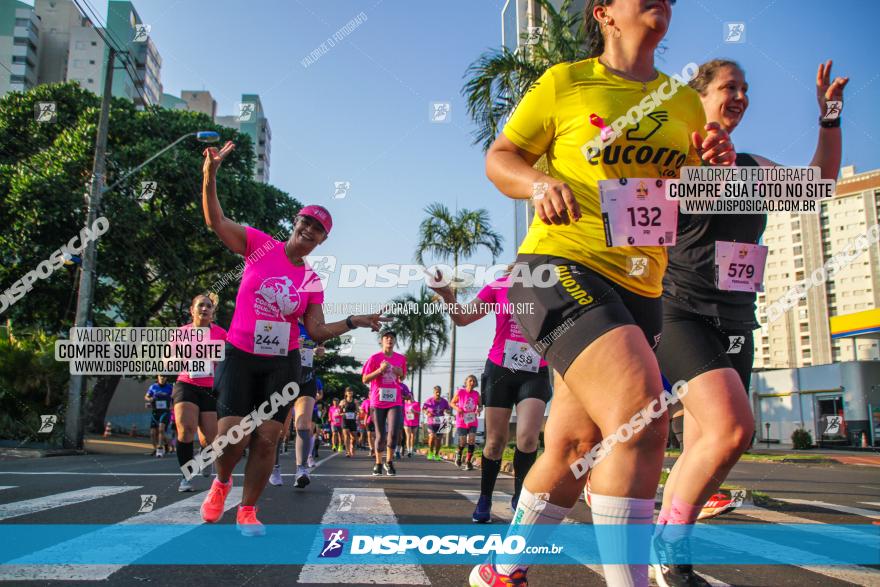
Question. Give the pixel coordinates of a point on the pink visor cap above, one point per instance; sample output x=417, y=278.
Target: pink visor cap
x=320, y=214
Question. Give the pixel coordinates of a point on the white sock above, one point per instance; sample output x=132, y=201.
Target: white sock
x=531, y=511
x=620, y=511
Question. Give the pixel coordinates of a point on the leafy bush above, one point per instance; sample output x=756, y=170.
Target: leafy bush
x=801, y=439
x=32, y=383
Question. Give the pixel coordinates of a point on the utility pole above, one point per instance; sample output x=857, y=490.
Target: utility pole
x=73, y=424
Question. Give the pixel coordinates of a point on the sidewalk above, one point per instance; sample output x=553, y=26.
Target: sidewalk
x=846, y=457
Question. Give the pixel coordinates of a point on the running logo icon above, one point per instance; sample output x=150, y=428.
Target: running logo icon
x=148, y=502
x=148, y=189
x=45, y=111
x=734, y=32
x=441, y=112
x=638, y=266
x=47, y=423
x=141, y=33
x=333, y=542
x=340, y=189
x=736, y=344
x=833, y=109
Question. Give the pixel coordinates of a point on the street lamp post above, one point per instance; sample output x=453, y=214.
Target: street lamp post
x=73, y=425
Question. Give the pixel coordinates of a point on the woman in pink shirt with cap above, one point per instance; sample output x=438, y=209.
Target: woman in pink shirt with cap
x=262, y=358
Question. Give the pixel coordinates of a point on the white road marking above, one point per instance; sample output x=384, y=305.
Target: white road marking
x=126, y=546
x=369, y=506
x=846, y=509
x=57, y=500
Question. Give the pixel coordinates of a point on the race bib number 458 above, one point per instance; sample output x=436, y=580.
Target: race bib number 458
x=636, y=213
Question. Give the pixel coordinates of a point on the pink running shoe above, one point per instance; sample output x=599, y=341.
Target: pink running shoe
x=247, y=523
x=213, y=506
x=485, y=575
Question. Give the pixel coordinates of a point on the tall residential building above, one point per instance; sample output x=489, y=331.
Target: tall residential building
x=19, y=46
x=801, y=244
x=192, y=100
x=126, y=29
x=70, y=47
x=252, y=121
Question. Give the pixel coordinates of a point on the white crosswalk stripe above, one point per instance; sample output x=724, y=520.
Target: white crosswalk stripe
x=127, y=546
x=821, y=529
x=57, y=500
x=846, y=509
x=357, y=505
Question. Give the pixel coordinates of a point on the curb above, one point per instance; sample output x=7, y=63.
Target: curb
x=32, y=453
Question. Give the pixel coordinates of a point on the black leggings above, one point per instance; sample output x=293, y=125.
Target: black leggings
x=386, y=420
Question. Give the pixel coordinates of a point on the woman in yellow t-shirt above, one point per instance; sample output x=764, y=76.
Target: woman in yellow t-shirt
x=610, y=127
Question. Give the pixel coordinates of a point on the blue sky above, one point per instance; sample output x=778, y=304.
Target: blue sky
x=361, y=112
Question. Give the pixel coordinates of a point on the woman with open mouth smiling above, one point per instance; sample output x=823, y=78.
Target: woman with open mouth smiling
x=709, y=288
x=277, y=288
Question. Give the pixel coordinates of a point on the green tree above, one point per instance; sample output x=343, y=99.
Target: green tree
x=423, y=333
x=498, y=79
x=157, y=254
x=457, y=237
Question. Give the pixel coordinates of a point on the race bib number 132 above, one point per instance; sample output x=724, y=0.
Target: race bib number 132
x=636, y=213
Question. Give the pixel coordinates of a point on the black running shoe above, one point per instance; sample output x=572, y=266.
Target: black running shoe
x=671, y=574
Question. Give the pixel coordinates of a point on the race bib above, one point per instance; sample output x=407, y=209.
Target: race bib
x=271, y=338
x=520, y=356
x=207, y=373
x=739, y=266
x=636, y=213
x=387, y=394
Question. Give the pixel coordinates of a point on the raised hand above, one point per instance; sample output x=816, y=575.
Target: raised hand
x=213, y=158
x=826, y=90
x=716, y=148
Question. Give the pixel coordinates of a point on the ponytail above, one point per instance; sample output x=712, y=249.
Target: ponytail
x=595, y=41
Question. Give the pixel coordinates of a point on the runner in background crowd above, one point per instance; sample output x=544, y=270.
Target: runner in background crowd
x=709, y=288
x=195, y=402
x=158, y=398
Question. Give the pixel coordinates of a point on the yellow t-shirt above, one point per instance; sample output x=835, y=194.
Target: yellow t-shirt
x=554, y=118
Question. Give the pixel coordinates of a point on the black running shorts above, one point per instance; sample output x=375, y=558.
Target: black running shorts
x=505, y=388
x=694, y=344
x=579, y=308
x=244, y=381
x=203, y=397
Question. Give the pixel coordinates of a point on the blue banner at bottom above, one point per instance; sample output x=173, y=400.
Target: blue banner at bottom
x=719, y=544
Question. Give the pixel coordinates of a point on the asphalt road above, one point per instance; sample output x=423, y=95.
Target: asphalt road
x=422, y=493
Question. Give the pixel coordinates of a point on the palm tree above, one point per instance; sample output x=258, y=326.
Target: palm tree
x=455, y=237
x=423, y=333
x=498, y=79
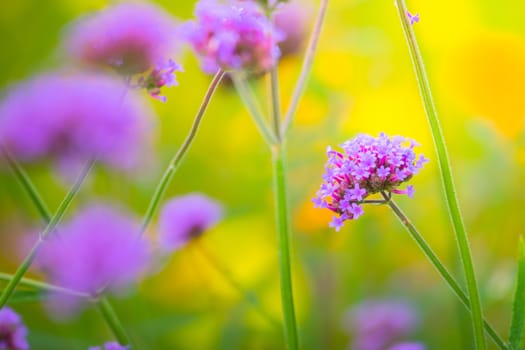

- Assignment
Your copy should hold exactly the lines from the line containing "Target: ponytail" through the last line of the listing above, both included, and no pictures.

- Task solution
Target: ponytail
x=595, y=41
Question. Give the pixel coordinates of a point on the runner in background crowd above, one point per instance; sample output x=544, y=270.
Target: runner in background crowd
x=709, y=288
x=195, y=402
x=158, y=398
Question. Give the pixel coordinates of a point on the yellow t-shirt above, one point per instance; sample output x=835, y=194.
Target: yellow t-shirt
x=554, y=118
Question. Give the pixel coordinates of a point on the black running shorts above, one point per instance; sample output x=375, y=558.
Target: black running shorts
x=505, y=388
x=694, y=344
x=579, y=308
x=244, y=381
x=203, y=397
Question. Give the pixel coordinates of a point on the blue banner at bottom above, one point per instance; sample output x=173, y=400.
Target: blue banner at bottom
x=719, y=544
Question. Give the pixel coordinates of a point on the asphalt road above, one point per instance; sample output x=423, y=95.
Target: asphalt road
x=422, y=493
Question. Give the pixel coordinates of a point on the palm tree above, one point per instance; sample output x=258, y=326.
Target: palm tree
x=455, y=237
x=423, y=333
x=498, y=79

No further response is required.